▶ **Dataset excerpts**:
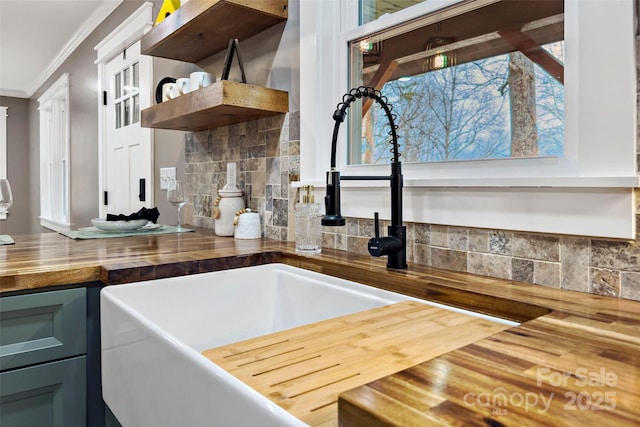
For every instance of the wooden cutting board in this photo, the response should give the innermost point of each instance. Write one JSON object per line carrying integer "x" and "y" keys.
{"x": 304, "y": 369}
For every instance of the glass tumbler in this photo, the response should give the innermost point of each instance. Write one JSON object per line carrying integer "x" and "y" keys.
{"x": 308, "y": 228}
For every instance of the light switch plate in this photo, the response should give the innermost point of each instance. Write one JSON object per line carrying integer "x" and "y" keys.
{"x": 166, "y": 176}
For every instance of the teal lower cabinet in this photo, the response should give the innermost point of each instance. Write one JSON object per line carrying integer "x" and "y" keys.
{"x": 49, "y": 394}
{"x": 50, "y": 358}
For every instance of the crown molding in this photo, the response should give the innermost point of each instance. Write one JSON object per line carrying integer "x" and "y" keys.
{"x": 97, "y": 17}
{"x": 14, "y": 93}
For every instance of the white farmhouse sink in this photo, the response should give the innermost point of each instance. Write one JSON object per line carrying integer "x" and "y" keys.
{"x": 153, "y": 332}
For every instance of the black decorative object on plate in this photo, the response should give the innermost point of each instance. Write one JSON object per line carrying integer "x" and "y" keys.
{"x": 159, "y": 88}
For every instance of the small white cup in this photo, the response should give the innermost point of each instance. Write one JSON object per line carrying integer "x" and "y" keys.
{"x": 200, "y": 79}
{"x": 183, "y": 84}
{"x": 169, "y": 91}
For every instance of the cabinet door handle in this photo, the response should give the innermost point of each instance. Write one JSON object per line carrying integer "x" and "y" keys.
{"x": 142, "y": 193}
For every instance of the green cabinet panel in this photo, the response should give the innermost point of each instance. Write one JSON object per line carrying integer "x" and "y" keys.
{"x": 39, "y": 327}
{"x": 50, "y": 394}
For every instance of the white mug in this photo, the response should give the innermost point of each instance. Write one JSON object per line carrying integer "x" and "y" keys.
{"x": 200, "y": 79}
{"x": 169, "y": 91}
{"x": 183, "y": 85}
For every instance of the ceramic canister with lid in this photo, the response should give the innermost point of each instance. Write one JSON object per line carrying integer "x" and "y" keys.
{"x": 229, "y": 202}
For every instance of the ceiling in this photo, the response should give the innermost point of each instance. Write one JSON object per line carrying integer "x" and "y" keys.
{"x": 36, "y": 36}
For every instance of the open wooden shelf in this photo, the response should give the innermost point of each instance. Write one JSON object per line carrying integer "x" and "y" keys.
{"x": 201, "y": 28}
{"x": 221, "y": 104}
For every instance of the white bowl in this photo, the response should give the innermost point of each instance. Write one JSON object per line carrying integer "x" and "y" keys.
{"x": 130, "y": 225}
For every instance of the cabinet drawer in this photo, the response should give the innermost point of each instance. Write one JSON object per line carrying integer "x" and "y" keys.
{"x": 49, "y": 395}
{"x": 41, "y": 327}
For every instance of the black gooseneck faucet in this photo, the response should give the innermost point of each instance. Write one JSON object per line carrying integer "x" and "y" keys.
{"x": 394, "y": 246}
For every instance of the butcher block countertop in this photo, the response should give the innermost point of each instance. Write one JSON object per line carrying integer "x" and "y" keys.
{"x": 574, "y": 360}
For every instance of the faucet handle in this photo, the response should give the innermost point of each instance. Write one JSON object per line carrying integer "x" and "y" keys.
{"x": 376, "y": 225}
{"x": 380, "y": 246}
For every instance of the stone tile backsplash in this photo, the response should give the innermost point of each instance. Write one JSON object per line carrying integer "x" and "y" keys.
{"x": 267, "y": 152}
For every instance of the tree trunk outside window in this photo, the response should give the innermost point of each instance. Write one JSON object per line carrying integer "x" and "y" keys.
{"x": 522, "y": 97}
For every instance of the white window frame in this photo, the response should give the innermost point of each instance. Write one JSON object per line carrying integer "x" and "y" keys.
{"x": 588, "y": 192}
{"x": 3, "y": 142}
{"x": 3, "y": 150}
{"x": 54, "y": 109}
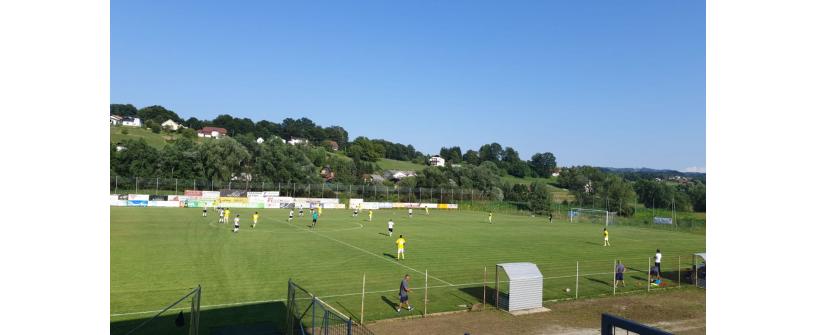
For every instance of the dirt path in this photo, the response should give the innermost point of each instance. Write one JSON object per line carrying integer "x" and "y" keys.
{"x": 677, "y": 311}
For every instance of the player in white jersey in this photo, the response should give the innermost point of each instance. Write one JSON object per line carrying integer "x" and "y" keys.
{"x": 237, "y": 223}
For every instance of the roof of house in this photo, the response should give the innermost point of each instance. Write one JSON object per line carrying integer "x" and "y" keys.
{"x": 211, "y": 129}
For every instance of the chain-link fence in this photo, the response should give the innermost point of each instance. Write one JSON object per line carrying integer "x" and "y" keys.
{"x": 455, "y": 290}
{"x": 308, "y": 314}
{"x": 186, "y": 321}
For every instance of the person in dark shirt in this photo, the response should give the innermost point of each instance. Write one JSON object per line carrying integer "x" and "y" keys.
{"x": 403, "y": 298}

▶ **Problem**:
Start with the line that contains "For every instance of the roof", end with the last line of the entries, and please retype every line in that span exactly, with no others.

▶ **Answer section**:
For every instance of the roof of house in this photo, the response should give the innermost point of each instance. Write one JSON object per line carrying integer "x" and "y" keys.
{"x": 211, "y": 129}
For every instance of the chain-link fence in this photo, the response should give the innermost point of each instance. Write one JSON object per line carrying integer "x" and "y" keys.
{"x": 455, "y": 290}
{"x": 308, "y": 314}
{"x": 186, "y": 321}
For every instance of the person in dark shirt in this photo, the response should give the innermost point of each instance. Write one JSON object per line carrying integer "x" and "y" keys.
{"x": 403, "y": 298}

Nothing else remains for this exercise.